EXERCISE DESCRIPTION: Your answer should be the lines below from the one with "Where can you see the armchair armrest" to the one with "Where can you see the black shoe", both included, given again exactly and with nothing added.

PROVIDED DATA:

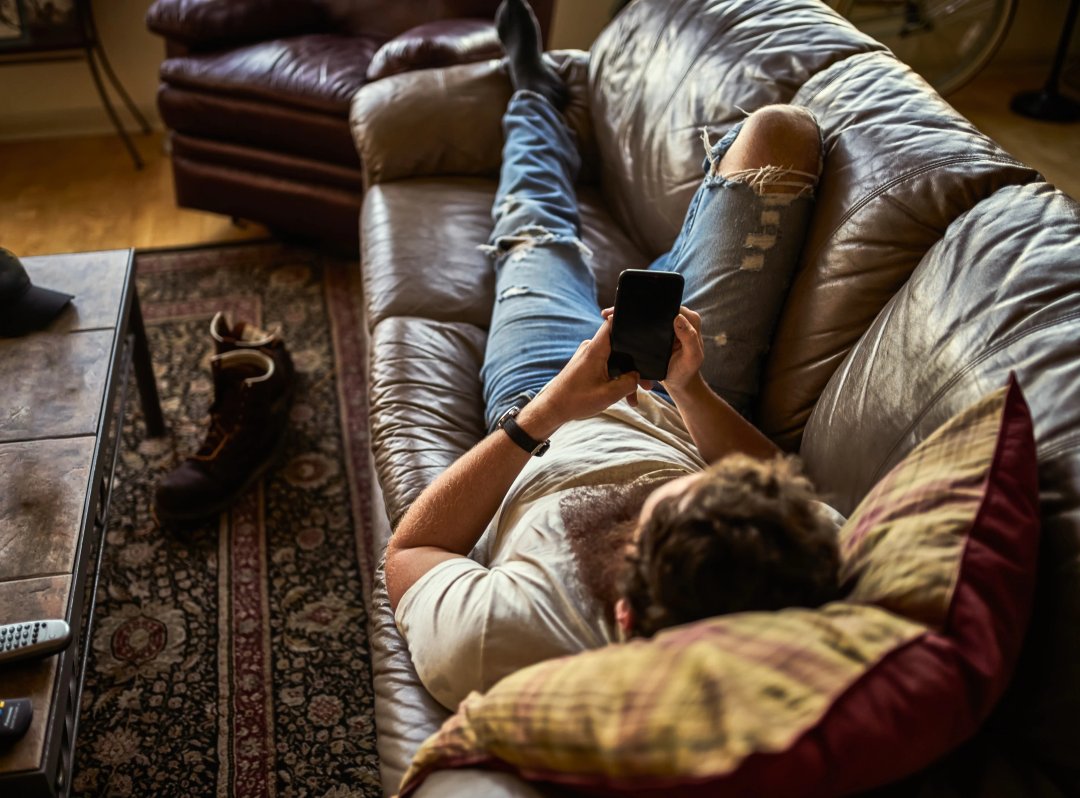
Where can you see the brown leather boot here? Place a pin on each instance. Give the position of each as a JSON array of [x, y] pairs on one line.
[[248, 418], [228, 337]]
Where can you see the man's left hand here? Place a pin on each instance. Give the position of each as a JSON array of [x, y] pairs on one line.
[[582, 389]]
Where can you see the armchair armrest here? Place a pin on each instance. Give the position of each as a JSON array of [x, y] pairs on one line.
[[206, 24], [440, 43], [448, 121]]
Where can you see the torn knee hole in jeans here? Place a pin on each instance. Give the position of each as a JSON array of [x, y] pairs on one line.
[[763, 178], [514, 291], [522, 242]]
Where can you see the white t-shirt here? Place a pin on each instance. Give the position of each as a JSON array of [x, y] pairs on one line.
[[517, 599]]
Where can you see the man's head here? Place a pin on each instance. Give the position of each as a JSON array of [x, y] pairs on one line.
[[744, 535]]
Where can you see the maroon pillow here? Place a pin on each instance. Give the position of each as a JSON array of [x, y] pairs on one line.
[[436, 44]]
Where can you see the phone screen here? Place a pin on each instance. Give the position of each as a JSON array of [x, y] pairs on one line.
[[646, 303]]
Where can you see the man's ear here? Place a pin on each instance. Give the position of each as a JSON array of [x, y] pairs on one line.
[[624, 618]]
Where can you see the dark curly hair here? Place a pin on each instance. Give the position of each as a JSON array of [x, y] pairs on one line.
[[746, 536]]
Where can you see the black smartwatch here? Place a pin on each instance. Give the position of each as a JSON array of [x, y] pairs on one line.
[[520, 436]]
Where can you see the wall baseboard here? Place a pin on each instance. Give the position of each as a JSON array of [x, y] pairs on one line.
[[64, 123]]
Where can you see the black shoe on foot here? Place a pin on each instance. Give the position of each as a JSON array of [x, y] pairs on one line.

* * *

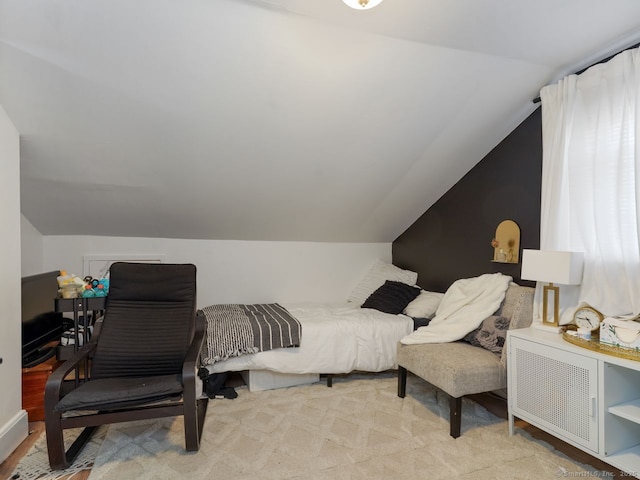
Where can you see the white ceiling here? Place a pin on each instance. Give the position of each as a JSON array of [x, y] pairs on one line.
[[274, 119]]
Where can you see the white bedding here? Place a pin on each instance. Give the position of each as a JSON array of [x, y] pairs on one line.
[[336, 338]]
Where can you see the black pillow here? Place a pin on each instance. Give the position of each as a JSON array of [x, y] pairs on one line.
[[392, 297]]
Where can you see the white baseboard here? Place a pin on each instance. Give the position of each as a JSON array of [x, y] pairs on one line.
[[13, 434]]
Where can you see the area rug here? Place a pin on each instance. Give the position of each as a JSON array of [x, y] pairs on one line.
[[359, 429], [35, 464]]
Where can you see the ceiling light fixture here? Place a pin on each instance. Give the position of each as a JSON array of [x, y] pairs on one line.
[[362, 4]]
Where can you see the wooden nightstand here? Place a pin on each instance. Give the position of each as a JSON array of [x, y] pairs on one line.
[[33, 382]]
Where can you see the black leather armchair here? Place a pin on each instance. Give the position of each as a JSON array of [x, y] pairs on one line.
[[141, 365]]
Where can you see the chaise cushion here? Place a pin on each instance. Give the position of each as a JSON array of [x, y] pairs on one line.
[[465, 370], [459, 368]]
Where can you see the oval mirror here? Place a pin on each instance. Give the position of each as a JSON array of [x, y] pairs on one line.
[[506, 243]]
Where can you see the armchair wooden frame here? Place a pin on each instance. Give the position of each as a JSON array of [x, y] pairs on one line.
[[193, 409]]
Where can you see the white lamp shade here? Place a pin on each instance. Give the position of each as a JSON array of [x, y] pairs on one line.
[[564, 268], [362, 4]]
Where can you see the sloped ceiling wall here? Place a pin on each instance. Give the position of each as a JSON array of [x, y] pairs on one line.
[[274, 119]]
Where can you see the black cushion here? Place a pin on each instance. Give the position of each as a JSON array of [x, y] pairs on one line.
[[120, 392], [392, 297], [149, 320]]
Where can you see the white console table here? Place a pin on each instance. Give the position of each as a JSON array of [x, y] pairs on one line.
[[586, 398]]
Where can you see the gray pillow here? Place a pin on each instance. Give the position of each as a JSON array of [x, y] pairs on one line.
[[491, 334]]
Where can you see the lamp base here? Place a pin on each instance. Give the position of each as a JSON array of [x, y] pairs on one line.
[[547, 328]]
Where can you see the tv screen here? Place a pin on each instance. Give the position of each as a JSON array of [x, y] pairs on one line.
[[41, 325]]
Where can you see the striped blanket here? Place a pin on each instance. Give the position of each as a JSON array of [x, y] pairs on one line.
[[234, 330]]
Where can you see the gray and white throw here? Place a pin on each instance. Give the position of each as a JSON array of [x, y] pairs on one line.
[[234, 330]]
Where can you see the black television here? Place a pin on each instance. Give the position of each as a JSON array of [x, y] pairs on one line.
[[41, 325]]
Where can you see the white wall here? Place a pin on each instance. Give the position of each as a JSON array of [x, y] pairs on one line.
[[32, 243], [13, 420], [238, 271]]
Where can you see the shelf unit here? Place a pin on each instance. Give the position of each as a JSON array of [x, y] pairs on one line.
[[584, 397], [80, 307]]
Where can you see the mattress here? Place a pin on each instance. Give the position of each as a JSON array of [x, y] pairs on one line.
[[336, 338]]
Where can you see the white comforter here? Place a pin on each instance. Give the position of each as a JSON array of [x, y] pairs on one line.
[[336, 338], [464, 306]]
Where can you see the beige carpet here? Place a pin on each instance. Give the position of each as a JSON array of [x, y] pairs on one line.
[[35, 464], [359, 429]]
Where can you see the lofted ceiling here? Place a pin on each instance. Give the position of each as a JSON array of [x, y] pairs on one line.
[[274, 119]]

---

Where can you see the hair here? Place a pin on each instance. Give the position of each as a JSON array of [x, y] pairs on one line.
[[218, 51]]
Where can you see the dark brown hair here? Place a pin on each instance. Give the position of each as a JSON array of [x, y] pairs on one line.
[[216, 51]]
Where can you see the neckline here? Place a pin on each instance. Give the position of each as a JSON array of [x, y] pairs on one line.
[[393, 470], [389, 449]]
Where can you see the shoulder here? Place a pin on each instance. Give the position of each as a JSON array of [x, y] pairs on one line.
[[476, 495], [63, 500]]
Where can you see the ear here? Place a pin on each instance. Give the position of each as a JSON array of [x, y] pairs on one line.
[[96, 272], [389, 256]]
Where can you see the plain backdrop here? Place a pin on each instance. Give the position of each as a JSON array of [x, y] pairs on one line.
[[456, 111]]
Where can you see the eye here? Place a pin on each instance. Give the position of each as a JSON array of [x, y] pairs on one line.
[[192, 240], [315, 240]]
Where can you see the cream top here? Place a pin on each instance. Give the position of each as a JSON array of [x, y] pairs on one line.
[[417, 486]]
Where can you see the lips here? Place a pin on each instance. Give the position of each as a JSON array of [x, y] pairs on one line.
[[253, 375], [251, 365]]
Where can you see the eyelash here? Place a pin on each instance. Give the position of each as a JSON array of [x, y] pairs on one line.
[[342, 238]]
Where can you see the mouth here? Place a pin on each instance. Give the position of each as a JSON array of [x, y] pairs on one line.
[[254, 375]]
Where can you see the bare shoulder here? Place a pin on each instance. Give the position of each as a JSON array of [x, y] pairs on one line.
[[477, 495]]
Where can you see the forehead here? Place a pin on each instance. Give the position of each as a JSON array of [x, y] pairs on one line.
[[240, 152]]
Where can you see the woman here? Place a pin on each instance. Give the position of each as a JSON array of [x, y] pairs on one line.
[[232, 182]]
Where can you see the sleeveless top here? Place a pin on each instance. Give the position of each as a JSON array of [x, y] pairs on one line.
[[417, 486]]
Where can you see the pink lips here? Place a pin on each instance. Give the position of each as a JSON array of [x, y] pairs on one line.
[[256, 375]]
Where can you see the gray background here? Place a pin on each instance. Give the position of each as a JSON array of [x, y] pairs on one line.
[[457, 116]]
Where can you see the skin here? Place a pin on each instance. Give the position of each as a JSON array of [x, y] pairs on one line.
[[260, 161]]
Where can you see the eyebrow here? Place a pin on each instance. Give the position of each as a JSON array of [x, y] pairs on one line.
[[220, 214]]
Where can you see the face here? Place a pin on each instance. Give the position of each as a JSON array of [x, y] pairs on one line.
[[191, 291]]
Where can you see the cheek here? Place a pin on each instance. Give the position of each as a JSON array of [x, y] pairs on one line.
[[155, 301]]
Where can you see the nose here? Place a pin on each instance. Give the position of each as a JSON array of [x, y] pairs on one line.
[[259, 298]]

ANSWER FOR THE TASK:
Where can you see the armchair armrest here? Place a pin on each instance. Give the position of each as a JSON array of [x, y] pairs on one line.
[[206, 24], [440, 43], [448, 121]]
Where can you see the torn knee hole in jeans here? Place a pin on each instance. Give the position of each as a JSON array of [x, y] pairs on one line.
[[763, 178], [514, 291], [522, 242]]
Where can you see the white t-shirt here? Place a pin on each instance. Give the position of each as a JSON array of [x, y] pairs on one line.
[[517, 599]]
Where can you see the man's head here? Place a pin on each instance. Give the position of each as a JSON array of [x, y] pairs on one line.
[[744, 535]]
Where can you see the maroon pillow here? Place a pin on each instance. Give the position of each as a JSON array of [x, y] pairs on one line.
[[436, 44]]
Where can you see the phone screen here? Place a pin on each instance. Give the position of each as a JSON array of [x, y] pairs on one line.
[[646, 303]]
Where can you see the man's ear here? Place a pin on each instance. Give the position of each as a JSON array of [x, y] pairs on one line.
[[624, 618]]
Where can you see the dark curly hair here? Place a pin on each instance. Give the position of each as a JSON array of [x, y] pairs on one line.
[[746, 536]]
Where can you see the black smartwatch here? Place a pin on each instance. Give the position of each as a JSON array of [x, y] pairs on one line.
[[520, 436]]
Where can you see the wall baseboard here? Place a pin on each instance. Give the position of each as a JSON array of [x, y] pairs on one line.
[[64, 123]]
Where can you see the black shoe on foot here? Place a pin on each instance. Give the position of each as a JSON array of [x, y] pairs on one line.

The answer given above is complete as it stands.